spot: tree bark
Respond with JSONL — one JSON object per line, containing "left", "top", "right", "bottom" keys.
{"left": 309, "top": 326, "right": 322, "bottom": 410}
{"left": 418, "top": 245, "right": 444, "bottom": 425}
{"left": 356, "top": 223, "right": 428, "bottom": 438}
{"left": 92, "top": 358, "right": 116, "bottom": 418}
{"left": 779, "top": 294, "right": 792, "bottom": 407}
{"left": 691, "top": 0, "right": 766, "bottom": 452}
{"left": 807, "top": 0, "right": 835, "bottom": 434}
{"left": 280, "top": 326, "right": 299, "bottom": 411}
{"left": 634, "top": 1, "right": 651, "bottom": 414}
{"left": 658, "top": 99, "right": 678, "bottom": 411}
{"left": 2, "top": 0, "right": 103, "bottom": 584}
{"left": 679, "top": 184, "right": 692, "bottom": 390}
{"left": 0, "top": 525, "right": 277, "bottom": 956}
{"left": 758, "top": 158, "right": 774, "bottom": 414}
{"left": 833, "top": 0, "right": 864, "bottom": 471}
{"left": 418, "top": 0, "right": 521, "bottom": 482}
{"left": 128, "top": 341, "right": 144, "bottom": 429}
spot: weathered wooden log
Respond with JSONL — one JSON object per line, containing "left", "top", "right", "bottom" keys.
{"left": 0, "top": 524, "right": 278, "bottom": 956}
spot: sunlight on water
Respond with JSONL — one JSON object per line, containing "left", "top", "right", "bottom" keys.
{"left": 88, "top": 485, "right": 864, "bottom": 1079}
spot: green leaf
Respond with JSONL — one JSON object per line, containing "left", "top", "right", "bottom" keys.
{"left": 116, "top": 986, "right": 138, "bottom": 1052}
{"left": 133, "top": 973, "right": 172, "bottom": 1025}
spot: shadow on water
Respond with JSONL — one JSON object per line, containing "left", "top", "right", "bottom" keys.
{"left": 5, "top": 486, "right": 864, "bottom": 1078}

---+---

### EXERCISE
Reproduce, exactly and with both ends included, every line from the one that contains "spot: green leaf" to the end of the listing above.

### WRITTEN REPLY
spot: green leaf
Respond with JSONL — one JSON object per line, containing "left", "top", "right", "bottom" keys.
{"left": 116, "top": 986, "right": 138, "bottom": 1052}
{"left": 133, "top": 973, "right": 172, "bottom": 1025}
spot: shadow on water
Respond with JSONL — one JSON object per line, containing "left", "top", "right", "bottom" keys.
{"left": 5, "top": 486, "right": 864, "bottom": 1078}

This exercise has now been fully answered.